▸ **What to work on**
**1)** Based on the leopard tortoise clutch thread, decide whether each statement agrees with it: (a) the larger female laid 9 eggs; (b) Yvonne G places a heat lamp on the seat of a lawn chair set over a nesting leopard; (c) jskahn keeps tortoise eggs in the ground until spring. Answer yes or no for each and quote the deciding words.
**2)** Pull from the leopard tortoise clutch thread the passage starting at "## jskahn (Nov 5, 2014)" and ending at "laid 9 eggs.".
**3)** Write what comes next in the leopard tortoise clutch thread, picking up after its final post.

▸ **Text section**
# Pyramid Leopards First Clutch



## jskahn (Nov 5, 2014)

Last year I received 2 rescue females, that were very pyramid shaped. The smaller female has laid 4 clutches this year.The larger sister, had not laid.Tonight she started to dig a nest . By the time she was finally ready to lay, it was getting kinda cold out. When I checked, she had an egg ready to lay, but she didn't pass it. I gently massaged it out. I was not sure if the problem was her, or the cooler air. I set up a heater near her, and helped her pass most of the eggs.She managed to pass a couple of smaller eggs by herself. I am wondering if the problem was her or the cooler temps. Any thoughts? By the way she laid 9 eggs.


----------



## Yvonne G (Nov 6, 2014)

It seems like the leopard tortoises always pick the worst time to dig a nest. I have an old lawn chair that has a wire seat. When one of my leopards digs at night or in a cool time of year, I put that chair over her and place a heat lamp on the seat of the chair.

In my opinion, your tortoise was cold. Congrats on the eggs!


----------



## Jacqui (Nov 6, 2014)

Can I be the mean person this time? Not knowing just how badly those tortoises are pyramided (or why they are in that shape), I personally would think allowing them to reproduce could do harm to them. Sounds to me (since the small eggs passed with no trouble) that the tortoise's body, not the temp, could be the issue with passing the larger (more normal size?) eggs. Keep in mind I don't know the history on these two or what shape they really are in, just going by what you said and being very blunt, honest and saying what I feel/think rather then being nice. Sorry, if it's not what you wanted to hear or if you took offense by it.


----------



## Tom (Nov 6, 2014)

What size are these girls?

Often the first clutch has issues. Most of the time things smooth out with subsequent clutches. 

Have you thought about how you are going to incubate? I'd leave them in the ground until spring and then dig them up and incubate. Much higher hatch rates when the eggs spend the winter in the ground.


----------



## jskahn (Nov 6, 2014)

No offense taken. Everyone is entitled to an opinion.Some females, like her pyramid sister, can lay eggs before even being near a male. Also, if I could post pictures, they are not either small or deformed shape. They are about 14" and 15" long, but they are very tent shaped, and probably as high in the center as they are long.I even asked about breeding them on this forum, when I got them, and the opinions I received, felt that there should not be a problem.Also, as I said, the smaller sister had laid eggs, without a male, at her former owners.


----------



## jskahn (Nov 6, 2014)

Tom said:


> What size are these girls?
> 
> Often the first clutch has issues. Most of the time things smooth out with subsequent clutches.
> 
> Have you thought about how you are going to incubate? I'd leave them in the ground until spring and then dig them up and incubate. Much higher hatch rates when the eggs spend the winter in the ground.


 I have them in incubators.The only eggs, wheather they are turtles or tortoises that I leave in the ground are the nests I don't find.


----------



## Tom (Nov 6, 2014)

jskahn said:


> I have them in incubators.The only eggs, wheather they are turtles or tortoises that I leave in the ground are the nests I don't find.




You might want to give it a try. I learned the technique from @Neal, who is also in AZ. His leopard group was giving him a hatch rate of around 40-60% year after year. He left some nests in the ground during the colder months, dug them up in June when the weather got hot, put them in the incubator and got 80-100% hatch rates from all of that years clutches. Hopefully he will come along and correct my numbers here if I'm off at all.

(Saved entries)
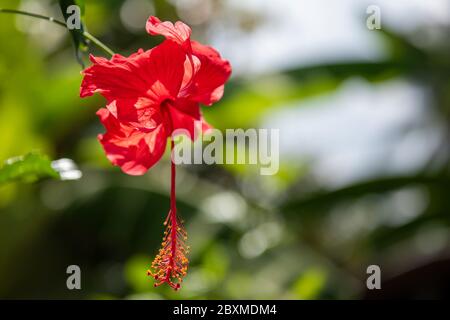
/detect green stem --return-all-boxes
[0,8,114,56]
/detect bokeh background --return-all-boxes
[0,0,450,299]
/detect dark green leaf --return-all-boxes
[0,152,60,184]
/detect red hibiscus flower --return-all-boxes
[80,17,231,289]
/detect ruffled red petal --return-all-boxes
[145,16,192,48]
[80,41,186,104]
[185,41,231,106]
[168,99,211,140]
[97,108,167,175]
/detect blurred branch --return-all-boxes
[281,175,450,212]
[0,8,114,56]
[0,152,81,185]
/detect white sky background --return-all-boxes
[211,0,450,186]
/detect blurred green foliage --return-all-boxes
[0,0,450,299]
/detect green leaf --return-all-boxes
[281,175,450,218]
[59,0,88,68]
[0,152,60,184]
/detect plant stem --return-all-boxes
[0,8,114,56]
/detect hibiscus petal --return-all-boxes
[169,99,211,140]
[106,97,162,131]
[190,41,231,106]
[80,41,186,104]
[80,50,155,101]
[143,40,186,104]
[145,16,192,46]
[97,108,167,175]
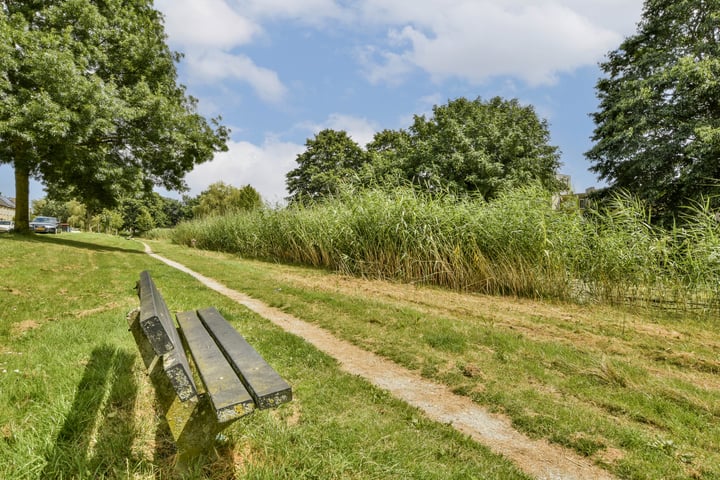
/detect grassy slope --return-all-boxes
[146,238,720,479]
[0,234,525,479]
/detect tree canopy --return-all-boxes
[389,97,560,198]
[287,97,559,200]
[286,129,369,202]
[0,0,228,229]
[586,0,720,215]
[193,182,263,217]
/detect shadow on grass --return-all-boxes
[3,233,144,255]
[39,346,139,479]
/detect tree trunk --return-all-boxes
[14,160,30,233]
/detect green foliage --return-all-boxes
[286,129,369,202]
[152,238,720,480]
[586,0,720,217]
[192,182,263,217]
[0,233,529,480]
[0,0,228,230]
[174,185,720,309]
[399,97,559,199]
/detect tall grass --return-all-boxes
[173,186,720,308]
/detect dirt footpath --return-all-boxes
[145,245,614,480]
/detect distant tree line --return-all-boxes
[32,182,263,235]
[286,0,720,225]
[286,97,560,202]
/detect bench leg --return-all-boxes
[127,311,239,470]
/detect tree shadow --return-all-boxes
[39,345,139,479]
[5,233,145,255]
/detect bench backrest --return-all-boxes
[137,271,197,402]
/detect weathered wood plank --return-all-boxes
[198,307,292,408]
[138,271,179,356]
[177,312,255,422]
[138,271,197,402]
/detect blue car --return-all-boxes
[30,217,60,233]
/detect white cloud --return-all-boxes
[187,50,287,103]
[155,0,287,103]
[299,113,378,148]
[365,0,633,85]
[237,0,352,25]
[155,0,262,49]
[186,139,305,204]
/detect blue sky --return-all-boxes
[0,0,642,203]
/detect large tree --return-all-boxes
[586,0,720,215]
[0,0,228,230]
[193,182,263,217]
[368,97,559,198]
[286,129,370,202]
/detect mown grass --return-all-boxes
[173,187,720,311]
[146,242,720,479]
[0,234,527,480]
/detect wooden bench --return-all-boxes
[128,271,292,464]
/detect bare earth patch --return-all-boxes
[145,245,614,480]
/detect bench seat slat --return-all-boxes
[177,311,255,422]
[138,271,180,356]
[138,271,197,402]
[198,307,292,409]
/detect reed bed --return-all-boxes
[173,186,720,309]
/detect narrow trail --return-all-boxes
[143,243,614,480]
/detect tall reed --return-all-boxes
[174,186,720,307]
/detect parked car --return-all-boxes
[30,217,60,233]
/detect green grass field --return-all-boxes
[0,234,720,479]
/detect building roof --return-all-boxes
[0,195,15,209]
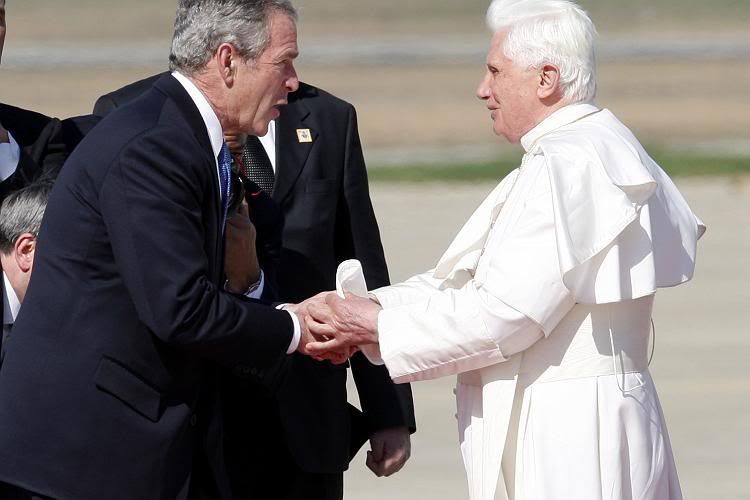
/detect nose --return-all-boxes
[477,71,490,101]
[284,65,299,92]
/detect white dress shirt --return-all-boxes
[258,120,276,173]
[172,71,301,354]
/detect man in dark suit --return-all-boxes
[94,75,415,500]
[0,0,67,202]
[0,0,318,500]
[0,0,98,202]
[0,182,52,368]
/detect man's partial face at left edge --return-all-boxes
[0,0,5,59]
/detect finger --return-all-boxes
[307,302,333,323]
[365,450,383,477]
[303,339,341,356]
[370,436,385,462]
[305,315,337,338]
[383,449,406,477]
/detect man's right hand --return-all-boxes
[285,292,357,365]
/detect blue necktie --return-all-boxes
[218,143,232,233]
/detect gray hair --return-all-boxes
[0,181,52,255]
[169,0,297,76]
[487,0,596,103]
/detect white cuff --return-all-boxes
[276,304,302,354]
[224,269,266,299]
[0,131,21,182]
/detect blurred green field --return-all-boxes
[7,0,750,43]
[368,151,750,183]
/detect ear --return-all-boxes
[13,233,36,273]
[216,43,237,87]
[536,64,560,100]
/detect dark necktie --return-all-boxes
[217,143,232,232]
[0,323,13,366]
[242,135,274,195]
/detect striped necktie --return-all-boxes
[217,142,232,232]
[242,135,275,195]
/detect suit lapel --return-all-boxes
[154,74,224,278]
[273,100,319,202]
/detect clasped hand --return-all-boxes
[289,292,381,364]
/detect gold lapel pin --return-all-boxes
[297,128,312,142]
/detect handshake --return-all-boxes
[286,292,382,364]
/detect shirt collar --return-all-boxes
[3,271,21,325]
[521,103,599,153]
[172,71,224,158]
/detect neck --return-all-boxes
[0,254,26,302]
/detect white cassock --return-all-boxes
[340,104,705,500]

▸ **Numbered answers**
**1)**
(a) Yes: "By the way she laid 9 eggs."
(b) Yes: "I put that chair over her and place a heat lamp on the seat of the chair."
(c) No: "The only eggs, wheather they are turtles or tortoises that I leave in the ground are the nests I don't find."

**2)**
## jskahn (Nov 5, 2014)

Last year I received 2 rescue females, that were very pyramid shaped. The smaller female has laid 4 clutches this year.The larger sister, had not laid.Tonight she started to dig a nest . By the time she was finally ready to lay, it was getting kinda cold out. When I checked, she had an egg ready to lay, but she didn't pass it. I gently massaged it out. I was not sure if the problem was her, or the cooler air. I set up a heater near her, and helped her pass most of the eggs.She managed to pass a couple of smaller eggs by herself. I am wondering if the problem was her or the cooler temps. Any thoughts? By the way she laid 9 eggs.

**3)**
After hearing of his experience with this technique I tried it with my sulcatas, and I kid you not, 210 out of 212 eggs hatched for me that year. I had a tub with 12 broken and cracked eggs that were collected from all the years clutches. 10 of those hatched, and the only 2 out of 212 that didn't hatch were two of my broken ones. Seems to be the best of both worlds. All the benefits of whatever happens in the ground with seasons and what not, combined with the benefits of safety, stable humidity and temps in our artificial incubators.


----------



## jskahn (Nov 6, 2014)

Sounds like it might be worth a try. When I was breeding Greeks and Marginateds I kept them outside all year, and never knew where or when they laid. Even though their enclosure was completely covered with wire mesh, I never seemed to find as many hatchlings as I thought there should be.


----------



## Tom (Nov 6, 2014)

jskahn said:


> Sounds like it might be worth a try. When I was breeding Greeks and Marginateds I kept them outside all year, and never knew where or when they laid. Even though their enclosure was completely covered with wire mesh, I never seemed to find as many hatchlings as I thought there should be.



I think this will depend on your area and species, but hatch rates for most species will be lower if left in the ground full term. The conditions in our little (little compared to the wild) enclosures just are not usually ideal for incubation.

But letting the eggs cool in the ground for a few months seems to work wonders for them.


----------



## jskahn (Nov 7, 2014)

It is kinda like the cooling period that breeders use before incubating Burmese Stars, pardalis pardalis leopards, etc. It does make a lot of sense. Isn't it a little tricky digging up a nest that the ground has hardened on?


----------



## Tom (Nov 7, 2014)

jskahn said:


> Isn't it a little tricky digging up a nest that the ground has hardened on?



I've done it many times and its never been an issue. I had 4 adult female sulcatas. Each laid a clutch about every 6 weeks starting in Dec/Jan. We had our normal winter rains and below freezing nights that winter. I dug up all the nests in June and had no trouble. I even had one clutch that I missed hatch in the ground. Only 11 babies out of that one, so they do better when incubated artificially.

Interesting that you bring up the diapause thing. South African leopards and Burmese stars both have cool/cold winters in their native ranges, so a cooling period for their eggs makes sense. Neal's leopard are the typical US leopards that are probably of mixed genetics from several locations in Africa. The in ground cooling period can be explained for any of these three types. I cannot, however, explain why an in ground cooling period would have any benefit for sulcatas. It most certainly did, but I don't know why. There is no cool time of year over there for sulcatas. My friend from Senegal tells me there are but two seasons over there in sulcata territory: "Hot and hotter."

There is so much we don't know...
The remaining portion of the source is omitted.